* TASK REQUIREMENTS *
Reproduce the listing below without any alteration, preserving every line in its original order.

Raw records:
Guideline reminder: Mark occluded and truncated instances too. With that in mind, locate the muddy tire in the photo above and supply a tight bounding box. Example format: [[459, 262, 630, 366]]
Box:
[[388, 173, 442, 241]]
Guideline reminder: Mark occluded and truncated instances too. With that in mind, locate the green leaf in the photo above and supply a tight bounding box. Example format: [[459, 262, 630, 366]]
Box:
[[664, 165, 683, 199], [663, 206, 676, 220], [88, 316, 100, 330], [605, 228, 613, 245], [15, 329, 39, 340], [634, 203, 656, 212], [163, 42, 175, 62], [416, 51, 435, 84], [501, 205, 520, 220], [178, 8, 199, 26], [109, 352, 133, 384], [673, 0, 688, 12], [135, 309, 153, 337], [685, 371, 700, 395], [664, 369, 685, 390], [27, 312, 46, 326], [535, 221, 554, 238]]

* EXERCISE RESULT *
Guideline reminder: Mark occluded and truncated instances too. With that in mind, locate the muddy tire in the photo above and supply a tight bounding box. Example format: [[459, 262, 630, 366]]
Box:
[[388, 173, 442, 241]]
Guideline reminder: Mark occluded and truncated instances too. With that in mind, locate the green leaf in the photo above and supply a tight bounding box. Example format: [[459, 262, 630, 366]]
Box:
[[664, 165, 683, 199], [663, 206, 676, 220], [88, 316, 100, 330], [605, 228, 613, 245], [15, 329, 39, 340], [634, 203, 656, 212], [163, 42, 175, 62], [416, 51, 435, 84], [501, 205, 520, 220], [178, 8, 199, 26], [109, 352, 133, 384], [673, 0, 688, 12], [135, 309, 153, 337], [685, 371, 700, 395], [664, 369, 685, 390], [27, 312, 46, 326], [535, 221, 554, 238]]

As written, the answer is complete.